[GIVEN TEXT start]

Following the Sandinista’s electoral defeat in 1990, many activists left the party as a result of dissatisfaction with Ortega’s leadership and the lack of internal party democracy. Some formed the small breakaway Movement for Sandinista Renovation (MRS), while others became involved in local development projects and in building an independent women’s movement. In 2006, however, the fractious liberal and conservative parties were unable to agree on a joint candidate for the presidential elections and this made it possible for Ortega, who had stood at every election since the 1980s, to win with a minority of the vote.
Despite a constitutional prohibition on consecutive terms in office, the electoral commission allowed Ortega to stand for the presidency again in 2011, and he was elected for a further term. The Sandinista dominated National Assembly subsequently agreed a constitutional change to allow consecutive terms, and in 2016 Ortega stood for the presidency yet again, this time with his wife, Rosario Murillo, as vice-presidential candidate. Shortly before the election, the main opposition candidates were disenfranchised, leaving Ortega and Murillo with a sure victory.

[GIVEN TEXT end]

_WRITTEN EXERCISE 1_
Please copy the passage on Nicaraguan politics word for word, from "Following the Sandinista’s" to "of the vote.".
_WRITTEN EXERCISE 2_
Carry the passage on Nicaraguan politics forward from its final sentence, writing what comes next.

[COLLECTED MATERIAL start]

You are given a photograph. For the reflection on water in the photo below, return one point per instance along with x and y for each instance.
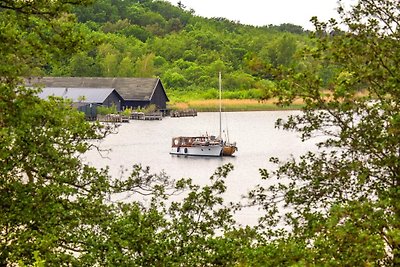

[COLLECTED MATERIAL end]

_TASK OUTPUT 1_
Following the Sandinista’s electoral defeat in 1990, many activists left the party as a result of dissatisfaction with Ortega’s leadership and the lack of internal party democracy. Some formed the small breakaway Movement for Sandinista Renovation (MRS), while others became involved in local development projects and in building an independent women’s movement. In 2006, however, the fractious liberal and conservative parties were unable to agree on a joint candidate for the presidential elections and this made it possible for Ortega, who had stood at every election since the 1980s, to win with a minority of the vote.

_TASK OUTPUT 2_
The Family-Party-State Nexus
Since resuming the presidency in 2007, Ortega has governed through a close alliance with Nicaragua’s principal business groups. COSEP, the main private business organization, had a highly conflictual relation with the Sandinista government in the 1980s but has enjoyed very close relations with the current government. The American Chamber of Commerce, which includes the major U.S. companies in the country, has also worked closely with the government, although after a heavily contested election in early 2018 the head of Cargill’s Nicaraguan subsidiary became president after campaigning for a more independent path. The government has also been able to count on the support of the leaders of the main unions, which are affiliated to the FSLN.
Ortega has tried to ensure that no political force emerges on the left and the breakaway MRS was unable to register for the elections in 2016. There are numerous right-wing parties, but they are small and in many cases little more than the personal fiefdoms of their leaders. Among the larger groups, the Partido Liberal Constitucionalista (PLC), which won the elections in 1996, has since the early 2000s provided political support for Ortega, initially under a ‘pact’ which allowed its leader, Aleman, to serve his jail sentence for corruption on his rural estate.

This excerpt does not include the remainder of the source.